:: Supplied material ::
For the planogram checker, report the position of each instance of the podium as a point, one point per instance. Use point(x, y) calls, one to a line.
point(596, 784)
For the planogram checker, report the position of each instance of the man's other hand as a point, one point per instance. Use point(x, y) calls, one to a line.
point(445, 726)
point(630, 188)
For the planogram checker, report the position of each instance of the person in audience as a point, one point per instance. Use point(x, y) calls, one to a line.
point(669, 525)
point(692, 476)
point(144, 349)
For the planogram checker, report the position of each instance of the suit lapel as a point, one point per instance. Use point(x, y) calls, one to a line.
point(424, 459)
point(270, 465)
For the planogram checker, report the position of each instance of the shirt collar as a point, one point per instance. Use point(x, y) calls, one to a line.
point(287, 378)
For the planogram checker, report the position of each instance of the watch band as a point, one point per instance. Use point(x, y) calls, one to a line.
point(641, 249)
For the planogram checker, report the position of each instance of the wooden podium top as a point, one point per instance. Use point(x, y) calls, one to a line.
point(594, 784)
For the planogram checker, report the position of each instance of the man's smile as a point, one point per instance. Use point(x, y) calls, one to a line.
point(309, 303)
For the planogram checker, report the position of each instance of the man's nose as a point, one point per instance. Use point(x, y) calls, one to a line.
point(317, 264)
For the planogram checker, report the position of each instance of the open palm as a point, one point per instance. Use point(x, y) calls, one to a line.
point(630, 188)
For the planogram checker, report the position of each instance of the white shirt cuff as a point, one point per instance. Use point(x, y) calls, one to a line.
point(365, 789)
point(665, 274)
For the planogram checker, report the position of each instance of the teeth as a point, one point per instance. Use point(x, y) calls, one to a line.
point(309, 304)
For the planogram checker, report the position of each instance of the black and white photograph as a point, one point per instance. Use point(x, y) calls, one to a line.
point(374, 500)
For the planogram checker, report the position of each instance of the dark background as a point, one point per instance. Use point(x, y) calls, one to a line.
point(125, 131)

:: Problem ::
Nothing before the line holding "of the dark" belongs in the answer. Repeat that line and the rest of the listing exactly.

:: Your response ::
For the planogram checker, report the position of each instance of the dark background as a point, one point per instance. Use point(x, y) calls, one to a line.
point(125, 131)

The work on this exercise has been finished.